Page text:
▼

When that code is coming from an autonomous agent rather than a teammate, the reviewer cannot ask "what were you thinking here?" The diff is the only artifact. Whatever efficiency Copilot provides on review has to absorb a larger, potentially harder queue.
Where the Leverage Actually Is
If the review phase is both the bigger time savings and the bigger risk surface, that is where the tool deployment should be concentrated. Not exclusively — writing faster still matters — but the allocation question deserves more scrutiny than most teams give it.
A senior engineer who spends six hours a day in review, three of which are waiting to understand context, is sitting on a much larger productivity lever than a junior developer who writes 20% more boilerplate. If Copilot helps with the context-loading and edge-case surfacing in review, the senior engineer's six hours might actually compress. The three hours of comprehension work might become ninety minutes. That is a different order of magnitude than shaving typing time.

▲

Instructions for the task: Quote the code review text in full, word for word. Work from the code review text alone.

Data supplied:
▼

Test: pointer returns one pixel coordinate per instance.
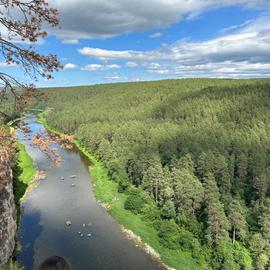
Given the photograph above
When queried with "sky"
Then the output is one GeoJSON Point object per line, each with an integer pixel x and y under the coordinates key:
{"type": "Point", "coordinates": [104, 41]}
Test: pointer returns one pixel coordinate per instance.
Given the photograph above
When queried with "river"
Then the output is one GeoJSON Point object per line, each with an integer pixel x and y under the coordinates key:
{"type": "Point", "coordinates": [42, 230]}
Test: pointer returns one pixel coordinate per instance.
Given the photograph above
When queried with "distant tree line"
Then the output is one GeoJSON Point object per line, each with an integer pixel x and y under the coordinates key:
{"type": "Point", "coordinates": [192, 155]}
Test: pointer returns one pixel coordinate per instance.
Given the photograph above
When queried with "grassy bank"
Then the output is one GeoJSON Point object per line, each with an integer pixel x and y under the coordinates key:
{"type": "Point", "coordinates": [24, 172]}
{"type": "Point", "coordinates": [106, 190]}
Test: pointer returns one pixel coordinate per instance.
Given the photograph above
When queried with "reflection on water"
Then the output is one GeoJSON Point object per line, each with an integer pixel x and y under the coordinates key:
{"type": "Point", "coordinates": [93, 241]}
{"type": "Point", "coordinates": [31, 228]}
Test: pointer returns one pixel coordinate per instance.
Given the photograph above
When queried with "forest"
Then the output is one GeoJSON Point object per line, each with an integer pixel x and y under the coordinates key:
{"type": "Point", "coordinates": [193, 155]}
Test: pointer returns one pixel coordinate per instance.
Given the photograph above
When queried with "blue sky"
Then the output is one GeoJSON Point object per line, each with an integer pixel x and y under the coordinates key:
{"type": "Point", "coordinates": [103, 41]}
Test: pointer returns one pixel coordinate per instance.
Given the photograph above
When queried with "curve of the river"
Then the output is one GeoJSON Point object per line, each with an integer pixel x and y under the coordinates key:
{"type": "Point", "coordinates": [42, 231]}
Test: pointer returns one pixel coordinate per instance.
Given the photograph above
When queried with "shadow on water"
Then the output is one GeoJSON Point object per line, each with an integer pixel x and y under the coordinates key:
{"type": "Point", "coordinates": [94, 240]}
{"type": "Point", "coordinates": [29, 231]}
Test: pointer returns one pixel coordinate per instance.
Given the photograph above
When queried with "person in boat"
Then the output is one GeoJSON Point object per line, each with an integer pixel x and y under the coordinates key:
{"type": "Point", "coordinates": [55, 263]}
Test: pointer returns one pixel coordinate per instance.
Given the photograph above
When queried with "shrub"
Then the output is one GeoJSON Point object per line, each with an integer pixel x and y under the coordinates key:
{"type": "Point", "coordinates": [168, 232]}
{"type": "Point", "coordinates": [150, 211]}
{"type": "Point", "coordinates": [135, 201]}
{"type": "Point", "coordinates": [168, 210]}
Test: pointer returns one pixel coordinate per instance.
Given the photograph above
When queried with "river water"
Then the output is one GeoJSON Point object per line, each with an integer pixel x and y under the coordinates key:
{"type": "Point", "coordinates": [43, 232]}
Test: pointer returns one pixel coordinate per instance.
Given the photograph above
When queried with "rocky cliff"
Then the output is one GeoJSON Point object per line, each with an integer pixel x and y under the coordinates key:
{"type": "Point", "coordinates": [7, 210]}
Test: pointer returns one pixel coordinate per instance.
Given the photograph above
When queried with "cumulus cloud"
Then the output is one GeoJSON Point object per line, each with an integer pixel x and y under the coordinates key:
{"type": "Point", "coordinates": [112, 77]}
{"type": "Point", "coordinates": [70, 66]}
{"type": "Point", "coordinates": [131, 64]}
{"type": "Point", "coordinates": [86, 19]}
{"type": "Point", "coordinates": [156, 35]}
{"type": "Point", "coordinates": [5, 65]}
{"type": "Point", "coordinates": [243, 51]}
{"type": "Point", "coordinates": [96, 67]}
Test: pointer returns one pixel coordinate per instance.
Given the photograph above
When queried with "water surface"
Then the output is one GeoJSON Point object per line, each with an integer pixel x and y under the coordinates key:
{"type": "Point", "coordinates": [43, 232]}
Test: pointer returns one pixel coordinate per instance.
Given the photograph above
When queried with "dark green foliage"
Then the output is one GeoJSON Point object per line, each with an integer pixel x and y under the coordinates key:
{"type": "Point", "coordinates": [198, 147]}
{"type": "Point", "coordinates": [169, 234]}
{"type": "Point", "coordinates": [168, 210]}
{"type": "Point", "coordinates": [135, 201]}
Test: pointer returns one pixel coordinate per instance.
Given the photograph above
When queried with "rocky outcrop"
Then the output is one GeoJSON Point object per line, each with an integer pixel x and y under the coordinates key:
{"type": "Point", "coordinates": [8, 225]}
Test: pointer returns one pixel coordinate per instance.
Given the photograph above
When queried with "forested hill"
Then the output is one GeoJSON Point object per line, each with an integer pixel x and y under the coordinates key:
{"type": "Point", "coordinates": [199, 147]}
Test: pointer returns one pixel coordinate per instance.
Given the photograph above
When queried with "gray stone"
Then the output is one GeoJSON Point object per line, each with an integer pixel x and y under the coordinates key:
{"type": "Point", "coordinates": [8, 226]}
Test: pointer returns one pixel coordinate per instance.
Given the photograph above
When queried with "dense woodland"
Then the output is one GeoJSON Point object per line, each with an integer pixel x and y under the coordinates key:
{"type": "Point", "coordinates": [193, 155]}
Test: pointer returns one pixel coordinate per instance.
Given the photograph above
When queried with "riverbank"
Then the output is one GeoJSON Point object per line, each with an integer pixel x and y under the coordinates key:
{"type": "Point", "coordinates": [133, 226]}
{"type": "Point", "coordinates": [24, 173]}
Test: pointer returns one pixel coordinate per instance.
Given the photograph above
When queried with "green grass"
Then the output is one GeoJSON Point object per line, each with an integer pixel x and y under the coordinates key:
{"type": "Point", "coordinates": [23, 173]}
{"type": "Point", "coordinates": [26, 164]}
{"type": "Point", "coordinates": [107, 191]}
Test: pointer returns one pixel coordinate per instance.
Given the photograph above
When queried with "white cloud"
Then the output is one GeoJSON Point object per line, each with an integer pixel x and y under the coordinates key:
{"type": "Point", "coordinates": [156, 35]}
{"type": "Point", "coordinates": [70, 41]}
{"type": "Point", "coordinates": [70, 66]}
{"type": "Point", "coordinates": [96, 67]}
{"type": "Point", "coordinates": [86, 19]}
{"type": "Point", "coordinates": [6, 65]}
{"type": "Point", "coordinates": [112, 77]}
{"type": "Point", "coordinates": [131, 64]}
{"type": "Point", "coordinates": [243, 52]}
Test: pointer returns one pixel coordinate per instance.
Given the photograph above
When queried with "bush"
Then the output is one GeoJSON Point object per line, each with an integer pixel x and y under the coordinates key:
{"type": "Point", "coordinates": [135, 201]}
{"type": "Point", "coordinates": [168, 210]}
{"type": "Point", "coordinates": [151, 211]}
{"type": "Point", "coordinates": [123, 184]}
{"type": "Point", "coordinates": [168, 232]}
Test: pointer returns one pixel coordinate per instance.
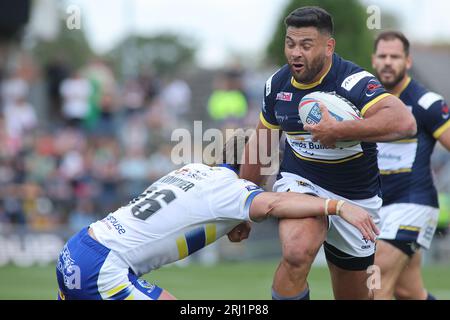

▲

Written response:
When that code is coming from an autonomous agent rather than a teammate, the reviewer cannot ask "what were you thinking here?" The diff is the only artifact. Whatever efficiency Copilot provides on review has to absorb a larger, potentially harder queue.
Where the Leverage Actually Is
If the review phase is both the bigger time savings and the bigger risk surface, that is where the tool deployment should be concentrated. Not exclusively — writing faster still matters — but the allocation question deserves more scrutiny than most teams give it.
A senior engineer who spends six hours a day in review, three of which are waiting to understand context, is sitting on a much larger productivity lever than a junior developer who writes 20% more boilerplate. If Copilot helps with the context-loading and edge-case surfacing in review, the senior engineer's six hours might actually compress. The three hours of comprehension work might become ninety minutes. That is a different order of magnitude than shaving typing time.